TEXT BLOCK >>
>>>
One turning point for McNaughton, 54, becoming a Trumpist painter was the Mueller investigation, which led him to paint “Expose the Truth.” The painting showed an angry-looking Trump grabbing former special counsel Robert Mueller by the tie and holding a magnifying glass close to his face. He said that was the moment when he “started to become more of a defender instead of just watching him.”
As a teenager, McNaughton moved with his family to Provo, Utah, where he still lives. He studied art on a scholarship at Brigham Young University. And just like many artists trying to survive, he initially went into a completely different field, selling mutual funds and doing financial planning. It was only in his early thirties that he became a landscape and religious painter full-time.
“I’m probably the most well known artist to come out of BYU, and that would probably make some angry if they heard that,” he said.
While contemporary art often is abstract, McNaughton’s is heavily realistic, with his figures highly rendered and almost looking a bit like stylized, fictional photographs. He said his inspirations were artists like Banksy, Francisco Goya, Pablo Picasso and Andy Warhol. But his process is more structured than instinctual.
<<<
THE DATA >>
>>>
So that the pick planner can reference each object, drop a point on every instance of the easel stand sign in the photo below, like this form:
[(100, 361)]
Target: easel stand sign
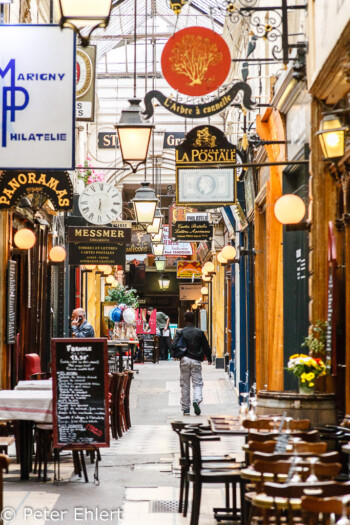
<<<
SET OF TASKS >>
A) Copy the McNaughton passage starting with "While contemporary art" and going on through "structured than instinctual.".
B) In the McNaughton passage, where did McNaughton study art on a scholarship?
The lines above are separate material, unrelated to the McNaughton passage.

ANSWERS TO THE EXERCISE >>
A)
While contemporary art often is abstract, McNaughton’s is heavily realistic, with his figures highly rendered and almost looking a bit like stylized, fictional photographs. He said his inspirations were artists like Banksy, Francisco Goya, Pablo Picasso and Andy Warhol. But his process is more structured than instinctual.

B) Brigham Young University